▸ Required work: Copy out each of the lines below word for word, from first to last. Leave the pictures out of your copy.

+++ Task material +++

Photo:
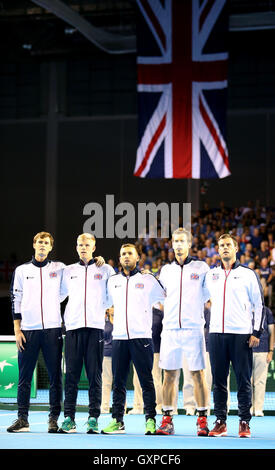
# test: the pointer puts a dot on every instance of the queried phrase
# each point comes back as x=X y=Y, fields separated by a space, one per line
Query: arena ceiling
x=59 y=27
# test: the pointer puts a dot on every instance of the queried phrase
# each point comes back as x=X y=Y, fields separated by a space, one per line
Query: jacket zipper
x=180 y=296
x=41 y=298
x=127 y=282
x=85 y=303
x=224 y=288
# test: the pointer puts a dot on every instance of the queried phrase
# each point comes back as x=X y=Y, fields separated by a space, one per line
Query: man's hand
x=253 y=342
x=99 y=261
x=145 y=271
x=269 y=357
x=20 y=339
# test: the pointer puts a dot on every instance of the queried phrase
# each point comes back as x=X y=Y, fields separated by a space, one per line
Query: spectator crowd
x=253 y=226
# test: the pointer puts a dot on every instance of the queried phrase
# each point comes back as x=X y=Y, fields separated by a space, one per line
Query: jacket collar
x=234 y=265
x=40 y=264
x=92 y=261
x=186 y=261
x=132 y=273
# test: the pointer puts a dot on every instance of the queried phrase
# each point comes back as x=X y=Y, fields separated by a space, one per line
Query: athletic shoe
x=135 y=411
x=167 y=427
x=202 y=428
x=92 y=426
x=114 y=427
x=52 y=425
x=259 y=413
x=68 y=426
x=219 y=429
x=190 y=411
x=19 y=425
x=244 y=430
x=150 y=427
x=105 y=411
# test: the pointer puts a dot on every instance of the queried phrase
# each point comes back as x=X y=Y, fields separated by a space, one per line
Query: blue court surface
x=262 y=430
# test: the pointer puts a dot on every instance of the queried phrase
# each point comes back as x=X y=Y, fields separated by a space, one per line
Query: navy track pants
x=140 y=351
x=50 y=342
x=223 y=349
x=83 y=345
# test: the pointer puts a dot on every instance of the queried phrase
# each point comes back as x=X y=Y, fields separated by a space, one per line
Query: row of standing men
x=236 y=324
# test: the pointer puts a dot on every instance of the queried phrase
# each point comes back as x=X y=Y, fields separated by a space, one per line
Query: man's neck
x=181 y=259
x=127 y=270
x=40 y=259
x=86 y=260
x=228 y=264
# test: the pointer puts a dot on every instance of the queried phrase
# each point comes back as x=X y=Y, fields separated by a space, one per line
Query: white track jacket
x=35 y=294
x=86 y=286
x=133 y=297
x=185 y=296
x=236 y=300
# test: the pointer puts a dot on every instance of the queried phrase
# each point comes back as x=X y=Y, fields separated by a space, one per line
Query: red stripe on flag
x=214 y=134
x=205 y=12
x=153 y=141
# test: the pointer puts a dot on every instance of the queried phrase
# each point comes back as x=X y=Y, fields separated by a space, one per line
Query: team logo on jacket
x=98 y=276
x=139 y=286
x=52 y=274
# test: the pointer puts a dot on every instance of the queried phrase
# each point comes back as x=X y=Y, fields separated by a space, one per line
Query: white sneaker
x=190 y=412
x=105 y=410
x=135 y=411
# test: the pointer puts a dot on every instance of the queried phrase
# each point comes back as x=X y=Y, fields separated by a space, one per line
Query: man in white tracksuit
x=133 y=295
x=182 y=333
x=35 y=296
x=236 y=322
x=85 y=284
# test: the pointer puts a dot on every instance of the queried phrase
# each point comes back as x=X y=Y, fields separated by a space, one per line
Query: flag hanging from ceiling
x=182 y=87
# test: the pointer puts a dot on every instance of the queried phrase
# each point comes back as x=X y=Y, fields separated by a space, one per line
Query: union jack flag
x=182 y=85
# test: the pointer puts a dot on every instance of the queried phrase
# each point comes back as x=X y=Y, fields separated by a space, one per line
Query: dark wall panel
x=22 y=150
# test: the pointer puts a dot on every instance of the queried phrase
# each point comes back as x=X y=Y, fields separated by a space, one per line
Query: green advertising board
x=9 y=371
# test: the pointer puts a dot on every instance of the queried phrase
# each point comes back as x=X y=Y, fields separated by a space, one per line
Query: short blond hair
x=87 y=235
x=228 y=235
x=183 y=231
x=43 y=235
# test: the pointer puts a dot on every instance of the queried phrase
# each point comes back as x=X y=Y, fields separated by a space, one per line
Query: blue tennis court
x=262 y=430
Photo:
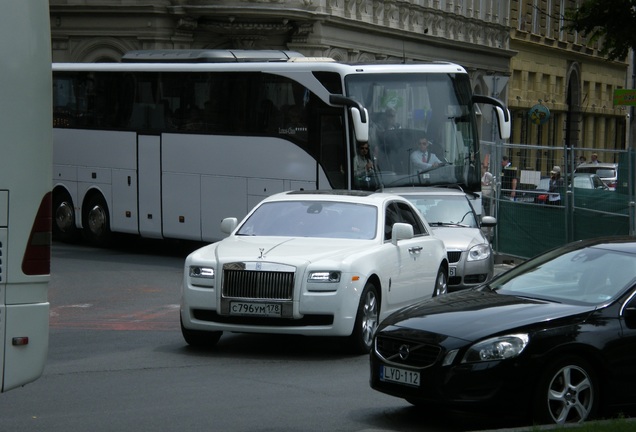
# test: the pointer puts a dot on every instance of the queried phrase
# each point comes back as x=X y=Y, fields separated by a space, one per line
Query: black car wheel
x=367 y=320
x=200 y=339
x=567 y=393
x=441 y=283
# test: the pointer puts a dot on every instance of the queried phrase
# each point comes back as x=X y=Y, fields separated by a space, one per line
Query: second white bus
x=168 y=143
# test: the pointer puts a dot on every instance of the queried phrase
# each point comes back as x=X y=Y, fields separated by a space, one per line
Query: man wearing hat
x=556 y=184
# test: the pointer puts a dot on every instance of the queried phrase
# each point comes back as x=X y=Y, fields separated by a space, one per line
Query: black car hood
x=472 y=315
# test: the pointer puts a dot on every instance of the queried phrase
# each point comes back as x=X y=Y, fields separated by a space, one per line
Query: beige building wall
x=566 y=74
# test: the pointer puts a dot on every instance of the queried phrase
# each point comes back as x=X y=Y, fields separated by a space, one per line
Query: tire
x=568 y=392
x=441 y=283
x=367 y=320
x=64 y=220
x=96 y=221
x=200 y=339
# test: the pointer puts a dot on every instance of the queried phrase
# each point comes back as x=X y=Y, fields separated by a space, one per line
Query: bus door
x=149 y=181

+++

▸ Answer to this problem:
Photo:
# test: the pointer puts a dot on every instance of the queried phrase
# each point comes back as x=X y=Y, fields separated by a space, one per line
Query: arena ceiling
x=59 y=27
# test: the pointer puts a dot on every instance of the queried phrase
# each point comes back as x=X y=Y, fields separated by a space, one per line
Query: jacket zipper
x=180 y=296
x=41 y=298
x=127 y=282
x=85 y=303
x=224 y=288
# test: the pointer puts a dot on every instance of the queried phrase
# each point comes back as x=X y=Y, fields separated by a space, one per line
Query: man's hand
x=253 y=342
x=99 y=261
x=145 y=271
x=269 y=357
x=20 y=339
# test: the pointer puts a dot on every instance of the queried phrase
# each point comes back as x=X y=Y, fields separated by a space, one per line
Query: spectator crowd
x=253 y=226
# test: the pointer puts a dot on every instance of the queried phrase
# each point comes back as x=X y=Y, fields separated by a space, one per line
Query: jacket collar
x=234 y=265
x=40 y=264
x=92 y=261
x=186 y=261
x=132 y=273
# test: the pointer puts a dot on every instance of the queried phrase
# each point comes back as x=X y=Y, fields separated by a space, one per line
Query: athletic shoe
x=135 y=411
x=167 y=427
x=202 y=428
x=92 y=426
x=114 y=427
x=52 y=425
x=259 y=413
x=68 y=426
x=219 y=429
x=190 y=411
x=19 y=425
x=244 y=430
x=150 y=427
x=105 y=411
# test: the pointer puts a dot on every instance of the queried phrase
# each point comes back as x=X y=Y, fields separated by a space, one per line
Query: blue court surface
x=262 y=430
# test: the pointer puts a dot on every instance of the queried phrase
# each point comes back as x=X y=Y, fields separated by a space, one per line
Query: navy track pants
x=140 y=351
x=50 y=342
x=223 y=349
x=83 y=345
# test: the pointer puts a dot on every instance of the queried phrase
# each point comes back as x=X y=Y, fields separated by a space, one per line
Query: row of standing men
x=236 y=324
# test: the pointer puts a dot on every instance of the queried phrase
# each point comes back as x=X y=Y, fields separated by a space, one per line
Query: man's neck
x=181 y=259
x=127 y=270
x=40 y=259
x=86 y=260
x=228 y=264
# test: the pointer puts a dot on every instance of the queried phrase
# each point comes back as x=X y=Y, fields separated by a space, one per line
Query: white track jacket
x=35 y=294
x=86 y=286
x=133 y=297
x=185 y=296
x=236 y=300
# test: the pointer puts a dot on every instance of the queried phrase
# each point comes back as x=X y=Y, fields separated by a space, one per line
Query: red stripe on flag
x=214 y=134
x=205 y=12
x=153 y=141
# test: the pointer puts a dot on every instance of the queried phrase
# each point comes back as x=X y=Y, fields separated by a space, one per line
Query: team logo on jacket
x=98 y=276
x=139 y=286
x=52 y=274
# test: the pointer puts a dot on every instance of the queried phrase
# each point comes back as x=X y=Y, fields separated by a space, one per line
Query: white sneaker
x=190 y=412
x=105 y=410
x=135 y=411
# test: the pointer puts a dot on every instance of the queried phrase
# each point comes back as x=X y=Y, fields separated by a space, one per line
Query: man in white tracksuit
x=133 y=295
x=182 y=333
x=35 y=296
x=236 y=322
x=85 y=284
# test: the pointer puts a dot on every instance of the queried phrase
# each point comes back as x=X y=Y, fields separated by a space, one per line
Query: flag hanging from ceiling
x=182 y=87
# test: the pointer puts a dot on every instance of the queried phrase
# each point comes back as x=X y=Y, fields separated by a space, one per line
Query: union jack flag
x=182 y=85
# test: the pointer puts a dot on every instance of the queried phrase
# each point comes back as x=X y=Y, fields separated by a space, one per line
Query: dark wall panel
x=22 y=150
# test: the pointer puts a dot on every instance of the queried phrase
# each point comes back as x=X y=Y, fields separated by a space, one per line
Query: green advertising board
x=9 y=371
# test: the pointer puts a dot on every instance of the queried phrase
# each point comes back as x=X y=Y, fields separated by a space, one per line
Query: short blond hair
x=87 y=235
x=228 y=235
x=183 y=231
x=43 y=235
# test: the pointer puts a dot on every instance of the queried phrase
# each point comes back as x=X y=Y, fields separated by a space, one per line
Query: blue tennis court
x=262 y=430
Photo:
# test: the pointer puts a dot on every instance of the queried phrase
# each point comes back as x=X y=Y, fields separated by a space, one per line
Query: black car wheel
x=367 y=320
x=200 y=339
x=567 y=393
x=441 y=283
# test: the pointer puts a dot on every instance of the queried phrase
# each point comes back as x=X y=Y, fields separated by a space, one per line
Query: second white bus
x=168 y=143
# test: the pointer puts a dot on every instance of the queried phrase
# each point comes back as x=X y=Y, fields separated by a space, one per line
Query: man wearing hat
x=556 y=184
# test: the pointer puts a dot on every instance of the queried phrase
# each point comes back as x=X y=Y, fields separated by a space, one per line
Query: black car hood
x=472 y=315
# test: the pointer puts a dot on every instance of the queried phrase
# each point comes back as x=X y=Y, fields separated by a space, one per line
Query: beige building wall
x=566 y=74
# test: the pointer puts a dot on every instance of the queried phrase
# each point comes back as x=X y=Y, fields separated by a space, one per line
Query: tire
x=568 y=392
x=441 y=283
x=367 y=320
x=64 y=220
x=96 y=221
x=200 y=339
# test: the pointer puts a dot on every instance of the queried phrase
# each point comes back as x=X y=Y, fields separated by a space, one per line
Query: bus door
x=149 y=181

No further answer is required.